Dunn's site says that firemen reached the 79th floor (wow), and that the jet-fuel fire had burned itself out by then (double wow). Really, that fact alone says it all. I've defended the idea that no structure could be expected to survive this kind of deliberate ramming by a fuel-laden jet, but that was on the basis that the fuel was creating a fire beyond normal limitations.

This doesn't mean anyone could have been saved -- it still would have been nearly impossible to fight the fire if they didn't have climbing equipment and a way to get water past the impact damage. It's very tempting to think that better fireproofing would have kept the towers from collapsing, but in the end I don't think so. But Dunn is probably right that this is a warning for us that skyscrapers aren't as fire-safe as we've thought, and that a lot of cities will have to rethink their codes.

MATERIAL PROVIDED =
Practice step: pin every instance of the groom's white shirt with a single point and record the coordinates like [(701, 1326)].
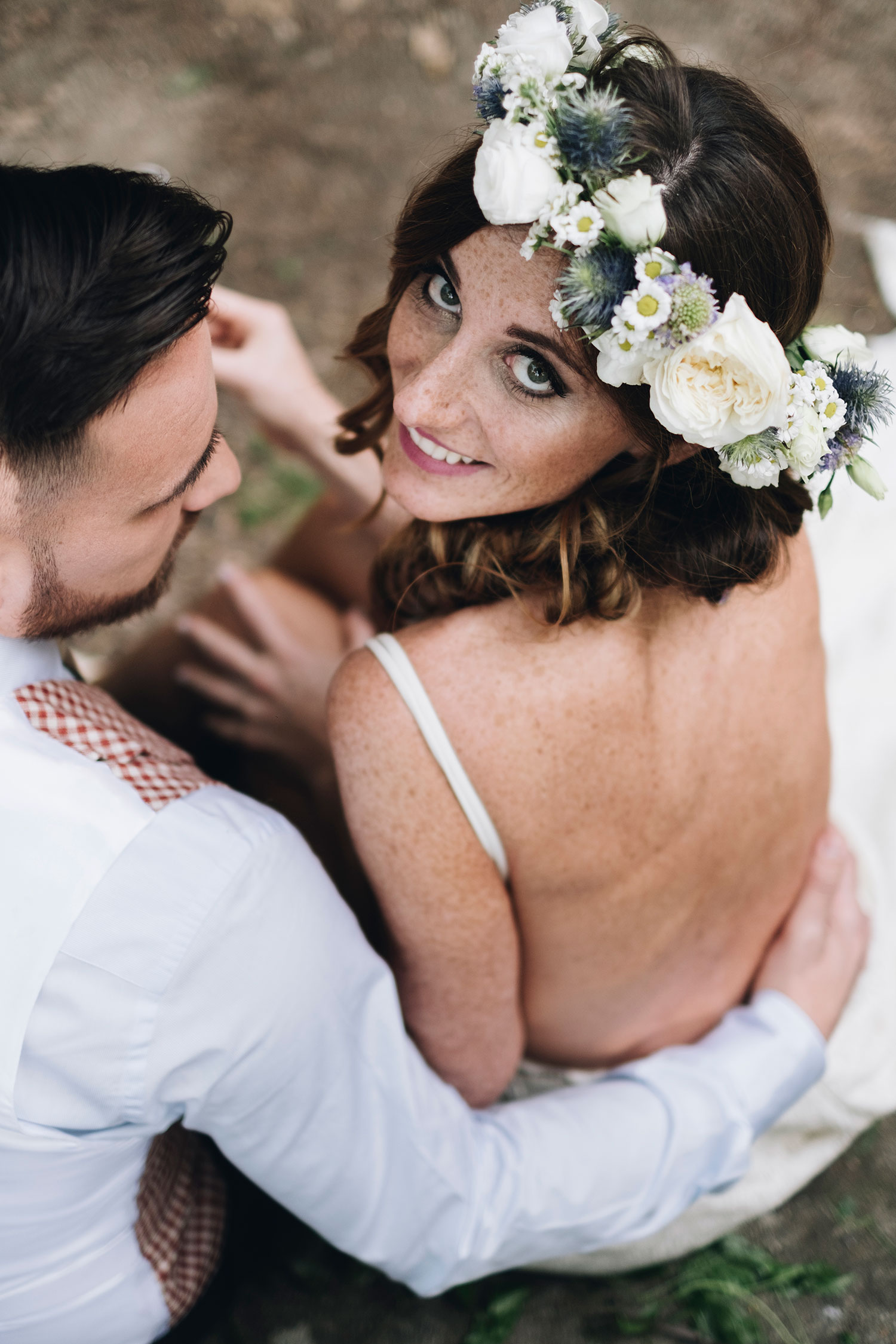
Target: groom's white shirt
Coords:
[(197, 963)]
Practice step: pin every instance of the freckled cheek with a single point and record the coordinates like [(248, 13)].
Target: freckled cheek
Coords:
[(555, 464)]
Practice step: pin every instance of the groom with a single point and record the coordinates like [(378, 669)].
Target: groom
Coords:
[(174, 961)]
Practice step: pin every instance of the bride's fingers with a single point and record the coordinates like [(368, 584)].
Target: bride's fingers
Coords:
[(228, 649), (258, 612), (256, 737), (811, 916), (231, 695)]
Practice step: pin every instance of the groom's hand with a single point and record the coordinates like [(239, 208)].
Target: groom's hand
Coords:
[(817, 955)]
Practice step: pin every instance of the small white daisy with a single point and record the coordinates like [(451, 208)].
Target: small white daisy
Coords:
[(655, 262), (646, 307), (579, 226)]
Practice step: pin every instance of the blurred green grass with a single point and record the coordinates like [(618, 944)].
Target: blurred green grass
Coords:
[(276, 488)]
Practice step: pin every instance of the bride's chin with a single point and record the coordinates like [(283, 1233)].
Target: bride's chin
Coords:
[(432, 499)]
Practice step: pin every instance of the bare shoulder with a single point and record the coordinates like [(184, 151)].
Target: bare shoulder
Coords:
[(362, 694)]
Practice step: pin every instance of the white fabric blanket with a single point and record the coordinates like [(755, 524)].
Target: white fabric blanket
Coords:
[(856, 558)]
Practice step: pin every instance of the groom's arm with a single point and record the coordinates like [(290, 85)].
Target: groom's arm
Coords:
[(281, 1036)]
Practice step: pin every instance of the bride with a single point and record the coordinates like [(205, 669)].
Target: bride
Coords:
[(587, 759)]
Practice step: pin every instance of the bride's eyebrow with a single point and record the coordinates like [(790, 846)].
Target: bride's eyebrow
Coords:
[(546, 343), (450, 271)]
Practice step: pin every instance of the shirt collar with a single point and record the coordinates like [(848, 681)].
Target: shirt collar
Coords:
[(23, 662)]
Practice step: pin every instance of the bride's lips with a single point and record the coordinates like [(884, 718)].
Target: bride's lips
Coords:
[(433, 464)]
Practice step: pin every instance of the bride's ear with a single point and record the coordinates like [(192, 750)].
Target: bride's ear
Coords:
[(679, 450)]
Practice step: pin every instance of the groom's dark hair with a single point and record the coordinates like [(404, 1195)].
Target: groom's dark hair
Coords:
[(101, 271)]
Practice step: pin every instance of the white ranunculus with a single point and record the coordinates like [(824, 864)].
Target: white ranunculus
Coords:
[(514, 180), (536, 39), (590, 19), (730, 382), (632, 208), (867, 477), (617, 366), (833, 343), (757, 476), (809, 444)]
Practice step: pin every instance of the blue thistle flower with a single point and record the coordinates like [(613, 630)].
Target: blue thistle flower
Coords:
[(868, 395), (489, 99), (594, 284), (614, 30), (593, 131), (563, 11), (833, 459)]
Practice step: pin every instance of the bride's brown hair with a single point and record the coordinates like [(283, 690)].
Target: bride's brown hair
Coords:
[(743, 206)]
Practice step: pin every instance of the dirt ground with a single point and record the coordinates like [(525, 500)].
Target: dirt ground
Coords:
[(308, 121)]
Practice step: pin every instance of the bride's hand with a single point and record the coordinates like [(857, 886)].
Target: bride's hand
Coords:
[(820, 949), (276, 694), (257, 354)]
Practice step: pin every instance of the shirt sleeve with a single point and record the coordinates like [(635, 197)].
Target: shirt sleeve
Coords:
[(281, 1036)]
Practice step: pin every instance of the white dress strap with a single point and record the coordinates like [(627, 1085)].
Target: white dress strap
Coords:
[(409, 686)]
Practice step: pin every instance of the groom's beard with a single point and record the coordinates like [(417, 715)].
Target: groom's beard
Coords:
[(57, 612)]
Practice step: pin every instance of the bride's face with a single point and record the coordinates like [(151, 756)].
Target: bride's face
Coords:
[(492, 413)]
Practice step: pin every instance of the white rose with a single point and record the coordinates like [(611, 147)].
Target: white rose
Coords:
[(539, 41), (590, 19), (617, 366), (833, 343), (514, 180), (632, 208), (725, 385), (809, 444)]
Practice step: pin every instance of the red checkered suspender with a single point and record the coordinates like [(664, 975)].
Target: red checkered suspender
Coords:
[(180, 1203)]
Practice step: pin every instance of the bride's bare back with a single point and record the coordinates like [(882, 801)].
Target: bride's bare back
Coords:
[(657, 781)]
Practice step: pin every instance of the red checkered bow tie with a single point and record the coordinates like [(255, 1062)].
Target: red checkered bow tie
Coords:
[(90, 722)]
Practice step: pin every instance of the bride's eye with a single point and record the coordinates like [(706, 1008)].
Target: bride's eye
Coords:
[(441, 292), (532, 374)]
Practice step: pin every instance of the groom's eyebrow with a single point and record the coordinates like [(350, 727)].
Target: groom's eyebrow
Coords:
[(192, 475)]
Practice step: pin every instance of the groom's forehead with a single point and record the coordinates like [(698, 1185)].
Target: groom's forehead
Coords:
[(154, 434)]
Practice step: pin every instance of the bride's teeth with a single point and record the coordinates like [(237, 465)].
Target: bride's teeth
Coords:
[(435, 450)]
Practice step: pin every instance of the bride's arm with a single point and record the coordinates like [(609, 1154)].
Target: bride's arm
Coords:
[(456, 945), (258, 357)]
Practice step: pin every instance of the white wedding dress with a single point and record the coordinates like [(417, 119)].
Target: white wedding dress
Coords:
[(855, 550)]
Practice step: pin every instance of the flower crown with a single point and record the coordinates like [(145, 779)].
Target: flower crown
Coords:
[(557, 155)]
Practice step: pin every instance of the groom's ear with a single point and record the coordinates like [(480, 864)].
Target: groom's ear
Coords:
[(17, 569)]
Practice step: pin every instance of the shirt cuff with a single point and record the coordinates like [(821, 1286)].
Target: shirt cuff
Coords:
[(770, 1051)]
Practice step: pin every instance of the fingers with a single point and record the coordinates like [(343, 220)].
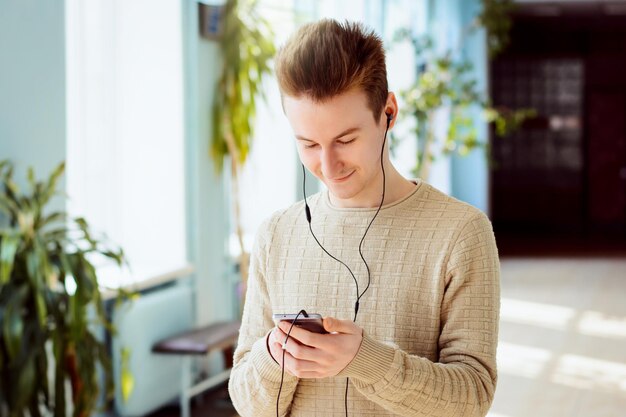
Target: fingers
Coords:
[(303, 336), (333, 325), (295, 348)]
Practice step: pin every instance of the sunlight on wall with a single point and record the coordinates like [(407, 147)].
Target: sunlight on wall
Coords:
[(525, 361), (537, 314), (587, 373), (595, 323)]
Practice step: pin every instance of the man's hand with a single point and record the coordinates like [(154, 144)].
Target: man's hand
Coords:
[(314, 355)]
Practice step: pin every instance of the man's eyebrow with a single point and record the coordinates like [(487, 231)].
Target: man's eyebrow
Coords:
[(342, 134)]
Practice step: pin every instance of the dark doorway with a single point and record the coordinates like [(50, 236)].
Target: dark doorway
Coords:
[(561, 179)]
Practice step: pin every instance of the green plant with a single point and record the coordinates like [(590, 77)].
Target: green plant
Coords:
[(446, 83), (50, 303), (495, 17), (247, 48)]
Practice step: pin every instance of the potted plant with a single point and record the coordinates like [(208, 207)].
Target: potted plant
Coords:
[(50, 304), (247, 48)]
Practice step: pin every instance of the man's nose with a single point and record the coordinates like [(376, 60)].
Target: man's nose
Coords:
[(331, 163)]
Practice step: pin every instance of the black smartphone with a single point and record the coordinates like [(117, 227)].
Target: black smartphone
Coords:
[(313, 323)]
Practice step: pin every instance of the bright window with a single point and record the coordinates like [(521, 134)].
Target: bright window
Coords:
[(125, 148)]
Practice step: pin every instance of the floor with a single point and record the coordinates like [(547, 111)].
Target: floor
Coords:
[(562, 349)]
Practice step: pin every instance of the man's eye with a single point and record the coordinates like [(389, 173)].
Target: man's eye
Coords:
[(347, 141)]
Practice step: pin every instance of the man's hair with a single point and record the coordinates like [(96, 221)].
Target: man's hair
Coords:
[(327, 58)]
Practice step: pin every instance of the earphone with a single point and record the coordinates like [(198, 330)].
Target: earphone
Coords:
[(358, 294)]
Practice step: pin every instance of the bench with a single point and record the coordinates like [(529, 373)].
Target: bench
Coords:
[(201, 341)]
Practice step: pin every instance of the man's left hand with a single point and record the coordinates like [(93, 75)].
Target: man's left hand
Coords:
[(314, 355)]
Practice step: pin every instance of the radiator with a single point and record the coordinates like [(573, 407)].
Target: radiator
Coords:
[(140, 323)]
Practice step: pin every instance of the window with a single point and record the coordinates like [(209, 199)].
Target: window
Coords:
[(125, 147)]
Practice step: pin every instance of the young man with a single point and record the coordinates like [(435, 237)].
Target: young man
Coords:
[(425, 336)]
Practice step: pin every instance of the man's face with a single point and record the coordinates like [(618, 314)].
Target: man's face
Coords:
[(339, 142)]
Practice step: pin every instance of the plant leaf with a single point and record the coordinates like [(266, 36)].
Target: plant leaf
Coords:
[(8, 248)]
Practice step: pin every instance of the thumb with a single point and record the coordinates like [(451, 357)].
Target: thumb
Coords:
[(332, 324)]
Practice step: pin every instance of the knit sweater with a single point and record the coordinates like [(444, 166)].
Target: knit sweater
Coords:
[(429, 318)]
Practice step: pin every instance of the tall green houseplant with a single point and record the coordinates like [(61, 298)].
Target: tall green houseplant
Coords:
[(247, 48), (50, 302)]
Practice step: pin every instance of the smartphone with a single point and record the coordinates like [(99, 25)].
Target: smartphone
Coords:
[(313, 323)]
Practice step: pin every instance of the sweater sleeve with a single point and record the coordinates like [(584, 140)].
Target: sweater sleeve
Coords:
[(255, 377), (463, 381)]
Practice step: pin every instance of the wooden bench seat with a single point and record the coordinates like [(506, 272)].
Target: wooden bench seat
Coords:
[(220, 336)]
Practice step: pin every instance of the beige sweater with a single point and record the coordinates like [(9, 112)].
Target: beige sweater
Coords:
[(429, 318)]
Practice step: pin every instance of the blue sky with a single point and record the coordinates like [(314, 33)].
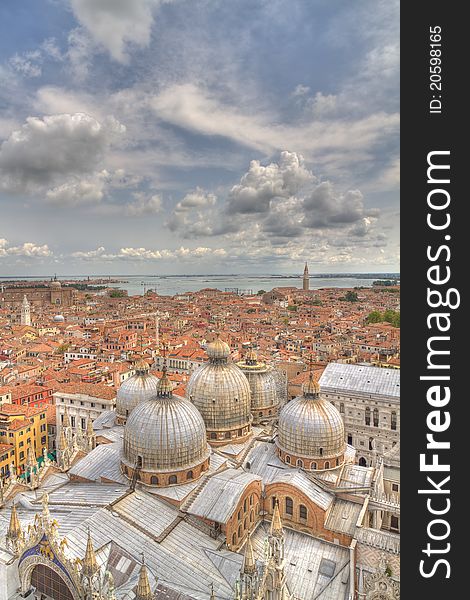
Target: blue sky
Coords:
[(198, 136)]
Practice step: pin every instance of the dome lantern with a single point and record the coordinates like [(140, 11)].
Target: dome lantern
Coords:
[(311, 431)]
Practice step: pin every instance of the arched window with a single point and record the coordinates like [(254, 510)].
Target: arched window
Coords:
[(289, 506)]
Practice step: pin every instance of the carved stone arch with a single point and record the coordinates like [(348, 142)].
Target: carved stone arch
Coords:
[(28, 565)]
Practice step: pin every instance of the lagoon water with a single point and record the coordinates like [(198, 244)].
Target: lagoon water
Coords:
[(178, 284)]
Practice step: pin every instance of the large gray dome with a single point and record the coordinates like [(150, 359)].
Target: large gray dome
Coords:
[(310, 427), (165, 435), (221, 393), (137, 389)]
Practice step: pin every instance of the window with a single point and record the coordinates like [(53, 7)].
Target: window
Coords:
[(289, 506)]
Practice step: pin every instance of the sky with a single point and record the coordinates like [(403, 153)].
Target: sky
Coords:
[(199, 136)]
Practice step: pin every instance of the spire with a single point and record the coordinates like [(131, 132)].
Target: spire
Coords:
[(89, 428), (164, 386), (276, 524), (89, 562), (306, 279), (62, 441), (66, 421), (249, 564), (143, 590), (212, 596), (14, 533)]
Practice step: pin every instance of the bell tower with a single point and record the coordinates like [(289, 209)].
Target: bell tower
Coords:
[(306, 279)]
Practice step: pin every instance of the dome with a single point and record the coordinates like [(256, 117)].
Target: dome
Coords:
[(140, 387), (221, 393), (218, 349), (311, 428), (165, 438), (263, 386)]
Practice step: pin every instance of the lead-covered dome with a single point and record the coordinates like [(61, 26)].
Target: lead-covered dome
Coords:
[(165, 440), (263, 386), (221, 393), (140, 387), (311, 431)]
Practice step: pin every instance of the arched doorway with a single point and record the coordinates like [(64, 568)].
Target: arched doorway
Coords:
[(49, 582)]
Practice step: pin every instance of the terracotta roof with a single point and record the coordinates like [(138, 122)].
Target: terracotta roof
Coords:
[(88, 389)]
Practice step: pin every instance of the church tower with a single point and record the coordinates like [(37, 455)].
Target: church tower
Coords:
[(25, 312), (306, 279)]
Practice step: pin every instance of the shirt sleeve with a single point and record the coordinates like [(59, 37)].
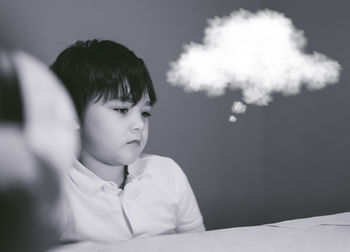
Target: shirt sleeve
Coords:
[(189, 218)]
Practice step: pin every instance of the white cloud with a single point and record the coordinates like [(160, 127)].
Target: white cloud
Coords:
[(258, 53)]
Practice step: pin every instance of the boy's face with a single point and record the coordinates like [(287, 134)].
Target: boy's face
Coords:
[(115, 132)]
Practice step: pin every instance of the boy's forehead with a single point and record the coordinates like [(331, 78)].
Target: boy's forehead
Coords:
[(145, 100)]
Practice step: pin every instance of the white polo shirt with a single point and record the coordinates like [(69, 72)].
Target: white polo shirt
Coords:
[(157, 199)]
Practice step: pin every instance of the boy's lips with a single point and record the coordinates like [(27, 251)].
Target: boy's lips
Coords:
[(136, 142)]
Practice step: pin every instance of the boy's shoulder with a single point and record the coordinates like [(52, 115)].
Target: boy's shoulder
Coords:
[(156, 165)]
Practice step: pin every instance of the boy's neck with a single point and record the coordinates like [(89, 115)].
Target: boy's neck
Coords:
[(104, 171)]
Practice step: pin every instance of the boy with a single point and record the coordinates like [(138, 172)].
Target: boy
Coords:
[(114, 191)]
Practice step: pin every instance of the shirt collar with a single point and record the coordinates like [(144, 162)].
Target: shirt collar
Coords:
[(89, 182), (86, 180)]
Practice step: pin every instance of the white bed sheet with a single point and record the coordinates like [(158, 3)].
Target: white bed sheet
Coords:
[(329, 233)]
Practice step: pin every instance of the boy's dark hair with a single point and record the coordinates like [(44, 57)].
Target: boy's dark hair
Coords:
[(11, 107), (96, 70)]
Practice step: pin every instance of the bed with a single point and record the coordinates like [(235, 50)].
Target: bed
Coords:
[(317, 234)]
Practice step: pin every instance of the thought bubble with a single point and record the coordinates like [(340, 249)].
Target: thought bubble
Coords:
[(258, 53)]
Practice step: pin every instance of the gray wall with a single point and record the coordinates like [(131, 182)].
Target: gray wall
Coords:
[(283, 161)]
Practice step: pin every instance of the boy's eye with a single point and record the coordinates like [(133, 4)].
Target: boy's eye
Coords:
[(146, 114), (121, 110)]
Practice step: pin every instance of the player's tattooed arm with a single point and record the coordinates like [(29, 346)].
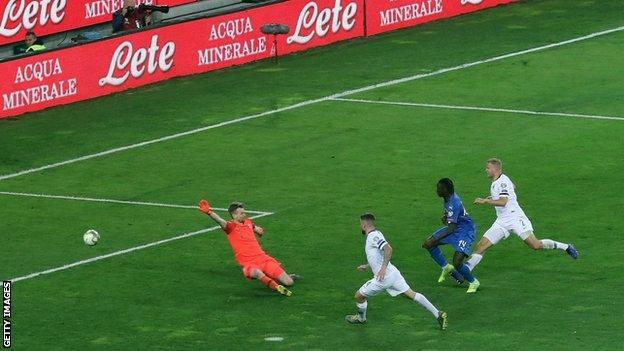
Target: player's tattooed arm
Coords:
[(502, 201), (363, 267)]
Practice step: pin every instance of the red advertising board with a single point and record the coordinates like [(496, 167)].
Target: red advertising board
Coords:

GIVEN EXERCISE =
Write out the passage on the tower fires word for word, starting with "Dunn's site says" and going on through "rethink their codes.". Rely only on the passage on the tower fires when working from this page.

ANSWER TO THE PROBLEM =
Dunn's site says that firemen reached the 79th floor (wow), and that the jet-fuel fire had burned itself out by then (double wow). Really, that fact alone says it all. I've defended the idea that no structure could be expected to survive this kind of deliberate ramming by a fuel-laden jet, but that was on the basis that the fuel was creating a fire beyond normal limitations.

This doesn't mean anyone could have been saved -- it still would have been nearly impossible to fight the fire if they didn't have climbing equipment and a way to get water past the impact damage. It's very tempting to think that better fireproofing would have kept the towers from collapsing, but in the end I don't think so. But Dunn is probably right that this is a warning for us that skyscrapers aren't as fire-safe as we've thought, and that a lot of cities will have to rethink their codes.